§ **EXERCISE TASK**
Write out all the material below again, substituting "Image" for every "Photo" and keeping everything else the same. Omit the pictures from your answer.

§ **GIVEN DATA**

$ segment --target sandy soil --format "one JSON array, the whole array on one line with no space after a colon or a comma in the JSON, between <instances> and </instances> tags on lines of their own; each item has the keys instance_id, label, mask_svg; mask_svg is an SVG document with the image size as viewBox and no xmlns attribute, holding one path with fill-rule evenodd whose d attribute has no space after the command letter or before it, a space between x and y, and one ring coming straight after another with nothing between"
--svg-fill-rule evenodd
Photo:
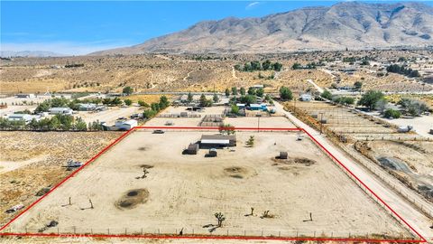
<instances>
[{"instance_id":1,"label":"sandy soil","mask_svg":"<svg viewBox=\"0 0 433 244\"><path fill-rule=\"evenodd\" d=\"M221 149L216 158L205 157L207 150L182 155L201 134L134 132L24 213L12 230L37 231L55 220L67 232L75 226L77 232L143 228L173 233L184 228L184 233L208 233L212 226L203 226L216 224L213 215L221 211L226 221L216 234L407 234L311 141L296 141L295 133L238 132L235 152ZM244 146L250 136L255 136L253 148ZM273 159L280 151L291 160ZM140 178L143 167L146 178ZM120 204L132 190L143 192L130 193L132 205ZM251 207L254 214L245 216ZM272 217L260 218L266 210ZM304 221L309 212L314 221Z\"/></svg>"},{"instance_id":2,"label":"sandy soil","mask_svg":"<svg viewBox=\"0 0 433 244\"><path fill-rule=\"evenodd\" d=\"M117 132L0 132L0 224L15 214L18 203L29 205L36 192L69 174L61 167L71 158L86 162L120 136Z\"/></svg>"},{"instance_id":3,"label":"sandy soil","mask_svg":"<svg viewBox=\"0 0 433 244\"><path fill-rule=\"evenodd\" d=\"M80 117L86 123L94 121L106 122L112 126L119 117L129 118L134 113L143 113L143 108L137 106L127 108L109 107L108 109L100 112L79 111L76 117Z\"/></svg>"},{"instance_id":4,"label":"sandy soil","mask_svg":"<svg viewBox=\"0 0 433 244\"><path fill-rule=\"evenodd\" d=\"M386 157L402 164L402 168L386 168L416 191L424 192L420 188L423 186L433 188L433 142L374 141L363 143L362 148L367 149L363 152L375 159ZM427 198L432 199L431 195Z\"/></svg>"}]
</instances>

§ **OUTPUT**
$ segment --target sandy soil --format "one JSON array, the whole array on one line with no space after a colon or a comma in the JSON, between <instances> and </instances> tags on lines of their own; each item has the keys instance_id, label, mask_svg; mask_svg is an SVG document with the image size as viewBox and no xmlns attribute, holding one path with fill-rule evenodd whose d attribute has no space after the command letter or before it, a space between x and y, and one ring coming straight after another with nothing between"
--svg-fill-rule evenodd
Image:
<instances>
[{"instance_id":1,"label":"sandy soil","mask_svg":"<svg viewBox=\"0 0 433 244\"><path fill-rule=\"evenodd\" d=\"M221 149L216 158L205 157L207 150L182 155L201 134L134 132L24 213L12 230L37 231L55 220L67 232L75 226L77 232L143 228L173 233L184 228L184 233L208 233L212 226L203 226L216 224L213 215L221 211L226 221L216 234L407 234L311 141L296 141L295 133L238 132L235 152ZM244 146L250 136L255 136L253 148ZM273 159L280 151L291 160ZM140 178L143 167L146 178ZM120 204L132 190L143 192L130 193L132 205ZM251 207L254 214L245 216ZM272 217L260 218L266 210ZM304 221L309 212L314 221Z\"/></svg>"},{"instance_id":2,"label":"sandy soil","mask_svg":"<svg viewBox=\"0 0 433 244\"><path fill-rule=\"evenodd\" d=\"M117 132L0 132L0 224L15 214L18 203L29 205L36 192L69 174L61 167L71 158L86 162L120 136Z\"/></svg>"},{"instance_id":3,"label":"sandy soil","mask_svg":"<svg viewBox=\"0 0 433 244\"><path fill-rule=\"evenodd\" d=\"M80 117L86 123L94 121L106 122L112 126L119 117L129 118L134 113L143 113L143 108L137 106L127 108L109 107L108 109L100 112L79 111L76 117Z\"/></svg>"},{"instance_id":4,"label":"sandy soil","mask_svg":"<svg viewBox=\"0 0 433 244\"><path fill-rule=\"evenodd\" d=\"M386 157L402 164L402 168L386 168L416 191L424 192L420 188L423 186L433 188L433 142L374 141L363 143L362 148L367 149L363 152L375 159ZM427 198L432 199L431 195Z\"/></svg>"}]
</instances>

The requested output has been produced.